*EXERCISE DETAILS*: Word for word, reproduce all entries below, leaving every picture out.

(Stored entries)
/---

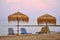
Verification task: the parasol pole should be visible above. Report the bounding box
[46,21,50,33]
[46,21,48,33]
[17,18,19,36]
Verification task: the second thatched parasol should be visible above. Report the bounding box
[37,13,56,33]
[8,11,29,35]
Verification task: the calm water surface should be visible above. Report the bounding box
[0,20,60,36]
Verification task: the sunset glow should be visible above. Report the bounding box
[6,0,57,10]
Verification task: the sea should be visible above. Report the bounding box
[0,20,60,36]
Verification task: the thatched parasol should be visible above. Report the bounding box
[8,11,29,35]
[37,14,56,24]
[37,14,56,33]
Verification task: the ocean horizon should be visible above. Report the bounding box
[0,20,60,36]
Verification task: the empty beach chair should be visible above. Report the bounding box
[21,28,32,34]
[8,28,14,35]
[21,28,27,34]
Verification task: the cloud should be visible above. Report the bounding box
[6,0,57,10]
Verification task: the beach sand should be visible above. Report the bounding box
[0,33,60,40]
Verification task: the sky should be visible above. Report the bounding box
[0,0,60,24]
[0,0,60,36]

\---

*RESPONSE*:
Verification task: the parasol pole should be visible above. Report the bounding box
[46,21,50,33]
[46,21,48,33]
[17,18,19,36]
Verification task: the second thatched parasol should be visible above. Report the bounding box
[37,13,56,33]
[8,11,29,35]
Verification task: the calm water surface should be visible above. Report the bounding box
[0,20,60,36]
Verification task: the sunset glow should be visible above. Report the bounding box
[6,0,57,10]
Verification task: the sea should be visible above. Report the bounding box
[0,20,60,36]
Verification task: the thatched parasol should be visible above. Report the bounding box
[8,11,29,35]
[37,14,56,24]
[37,14,56,33]
Verification task: the ocean horizon should be visible above. Report the bounding box
[0,20,60,36]
Verification task: the empty beach chair should be visible above. Report the bounding box
[21,28,32,34]
[8,28,14,35]
[21,28,27,34]
Verification task: the cloud should be visible above. Report the bounding box
[6,0,57,10]
Verification task: the beach sand should be visible above. Report the bounding box
[0,33,60,40]
Verification task: the sky should be visible above. Report the bounding box
[0,0,60,24]
[0,0,60,36]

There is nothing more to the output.